[Required task] How many lines in the items below contain the string "blue"? Case counts, so match uppercase and lowercase exactly, and reply with the number alone.
[START Given entries]
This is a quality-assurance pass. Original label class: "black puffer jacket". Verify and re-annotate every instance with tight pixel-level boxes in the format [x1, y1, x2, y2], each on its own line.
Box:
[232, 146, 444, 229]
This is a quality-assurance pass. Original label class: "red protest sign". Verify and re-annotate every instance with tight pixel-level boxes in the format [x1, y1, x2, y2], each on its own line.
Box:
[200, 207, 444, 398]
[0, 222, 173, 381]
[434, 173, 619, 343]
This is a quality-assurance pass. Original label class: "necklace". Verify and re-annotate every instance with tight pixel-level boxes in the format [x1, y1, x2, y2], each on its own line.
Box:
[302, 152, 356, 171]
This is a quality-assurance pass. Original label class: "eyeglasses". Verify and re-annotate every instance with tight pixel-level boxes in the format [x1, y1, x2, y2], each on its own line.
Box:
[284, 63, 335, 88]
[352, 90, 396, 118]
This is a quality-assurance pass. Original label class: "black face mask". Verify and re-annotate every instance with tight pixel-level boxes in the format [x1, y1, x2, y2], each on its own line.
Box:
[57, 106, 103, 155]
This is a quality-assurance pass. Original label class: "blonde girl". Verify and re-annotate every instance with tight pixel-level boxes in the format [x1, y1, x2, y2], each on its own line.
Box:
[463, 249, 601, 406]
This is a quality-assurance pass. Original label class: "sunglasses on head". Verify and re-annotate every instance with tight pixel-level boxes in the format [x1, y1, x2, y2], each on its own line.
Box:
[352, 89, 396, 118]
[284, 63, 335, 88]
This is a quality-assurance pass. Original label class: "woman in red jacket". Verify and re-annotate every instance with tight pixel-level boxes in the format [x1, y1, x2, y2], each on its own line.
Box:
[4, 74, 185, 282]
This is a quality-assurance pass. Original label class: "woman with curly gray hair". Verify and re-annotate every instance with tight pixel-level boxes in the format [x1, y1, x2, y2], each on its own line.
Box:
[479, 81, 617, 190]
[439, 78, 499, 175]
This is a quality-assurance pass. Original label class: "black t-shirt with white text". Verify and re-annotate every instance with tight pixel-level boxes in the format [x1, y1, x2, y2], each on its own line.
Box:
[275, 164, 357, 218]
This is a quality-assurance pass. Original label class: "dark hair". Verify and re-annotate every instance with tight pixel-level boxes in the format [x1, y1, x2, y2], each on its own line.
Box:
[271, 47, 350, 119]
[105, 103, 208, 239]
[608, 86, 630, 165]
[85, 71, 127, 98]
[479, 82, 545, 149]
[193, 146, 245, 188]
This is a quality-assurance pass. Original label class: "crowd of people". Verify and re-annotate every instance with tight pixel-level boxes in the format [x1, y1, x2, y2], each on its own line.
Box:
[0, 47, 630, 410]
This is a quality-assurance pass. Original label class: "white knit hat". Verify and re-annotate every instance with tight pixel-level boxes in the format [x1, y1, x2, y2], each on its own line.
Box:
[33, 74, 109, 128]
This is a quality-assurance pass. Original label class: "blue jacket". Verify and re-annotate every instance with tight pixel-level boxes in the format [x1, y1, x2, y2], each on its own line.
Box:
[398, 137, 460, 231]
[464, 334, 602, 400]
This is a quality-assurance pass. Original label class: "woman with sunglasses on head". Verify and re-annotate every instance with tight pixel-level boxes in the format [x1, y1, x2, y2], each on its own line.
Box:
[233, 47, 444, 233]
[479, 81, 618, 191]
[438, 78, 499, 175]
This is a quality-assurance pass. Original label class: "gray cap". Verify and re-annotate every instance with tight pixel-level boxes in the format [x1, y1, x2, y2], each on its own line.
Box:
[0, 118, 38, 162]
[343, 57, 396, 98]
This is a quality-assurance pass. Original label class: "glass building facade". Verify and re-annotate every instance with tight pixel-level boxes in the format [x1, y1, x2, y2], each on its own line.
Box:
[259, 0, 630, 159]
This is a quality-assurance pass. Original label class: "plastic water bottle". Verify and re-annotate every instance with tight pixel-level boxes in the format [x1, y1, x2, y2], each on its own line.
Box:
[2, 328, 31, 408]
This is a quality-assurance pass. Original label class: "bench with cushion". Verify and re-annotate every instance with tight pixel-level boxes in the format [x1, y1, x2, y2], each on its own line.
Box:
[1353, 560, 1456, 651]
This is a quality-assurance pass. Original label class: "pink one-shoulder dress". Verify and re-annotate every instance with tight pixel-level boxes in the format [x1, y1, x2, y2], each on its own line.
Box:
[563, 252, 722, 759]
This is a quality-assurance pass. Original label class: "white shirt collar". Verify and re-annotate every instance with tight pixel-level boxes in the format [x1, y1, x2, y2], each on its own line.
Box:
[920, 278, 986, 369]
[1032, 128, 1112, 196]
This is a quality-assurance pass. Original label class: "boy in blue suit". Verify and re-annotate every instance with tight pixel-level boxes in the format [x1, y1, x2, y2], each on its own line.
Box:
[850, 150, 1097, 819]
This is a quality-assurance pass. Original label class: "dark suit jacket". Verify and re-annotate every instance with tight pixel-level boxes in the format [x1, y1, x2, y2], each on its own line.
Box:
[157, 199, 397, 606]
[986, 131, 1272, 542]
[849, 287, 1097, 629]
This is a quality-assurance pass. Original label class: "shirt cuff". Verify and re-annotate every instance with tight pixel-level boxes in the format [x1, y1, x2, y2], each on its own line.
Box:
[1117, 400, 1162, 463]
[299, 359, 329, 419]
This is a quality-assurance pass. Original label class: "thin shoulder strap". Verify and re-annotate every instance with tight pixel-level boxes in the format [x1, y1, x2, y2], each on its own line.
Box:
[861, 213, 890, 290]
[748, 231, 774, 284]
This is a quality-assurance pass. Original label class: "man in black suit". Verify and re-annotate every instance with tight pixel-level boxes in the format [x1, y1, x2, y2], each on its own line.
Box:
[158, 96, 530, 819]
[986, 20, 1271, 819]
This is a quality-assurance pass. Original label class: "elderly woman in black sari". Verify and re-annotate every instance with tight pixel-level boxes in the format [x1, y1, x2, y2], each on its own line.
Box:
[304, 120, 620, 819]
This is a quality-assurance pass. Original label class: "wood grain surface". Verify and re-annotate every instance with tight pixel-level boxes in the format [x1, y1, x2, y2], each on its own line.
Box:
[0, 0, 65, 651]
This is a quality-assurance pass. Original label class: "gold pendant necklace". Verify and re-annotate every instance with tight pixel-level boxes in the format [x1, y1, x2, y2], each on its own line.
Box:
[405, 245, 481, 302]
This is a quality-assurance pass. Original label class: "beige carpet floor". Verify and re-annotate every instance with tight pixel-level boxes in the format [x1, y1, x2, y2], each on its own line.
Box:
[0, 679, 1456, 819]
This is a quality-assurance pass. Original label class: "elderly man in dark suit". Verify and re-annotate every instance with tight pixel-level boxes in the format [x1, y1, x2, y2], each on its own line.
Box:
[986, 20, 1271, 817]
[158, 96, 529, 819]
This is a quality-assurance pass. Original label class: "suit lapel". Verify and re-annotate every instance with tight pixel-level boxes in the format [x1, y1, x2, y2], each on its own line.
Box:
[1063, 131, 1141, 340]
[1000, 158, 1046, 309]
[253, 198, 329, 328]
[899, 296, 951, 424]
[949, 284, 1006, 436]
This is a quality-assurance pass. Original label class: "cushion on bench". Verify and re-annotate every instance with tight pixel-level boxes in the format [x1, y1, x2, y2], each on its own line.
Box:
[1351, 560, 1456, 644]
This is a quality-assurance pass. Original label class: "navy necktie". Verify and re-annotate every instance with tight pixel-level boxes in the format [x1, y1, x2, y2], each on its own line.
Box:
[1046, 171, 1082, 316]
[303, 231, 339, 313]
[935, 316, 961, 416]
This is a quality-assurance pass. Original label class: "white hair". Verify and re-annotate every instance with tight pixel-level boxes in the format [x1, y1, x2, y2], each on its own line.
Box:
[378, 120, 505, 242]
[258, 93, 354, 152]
[END Given entries]
[The reply] 2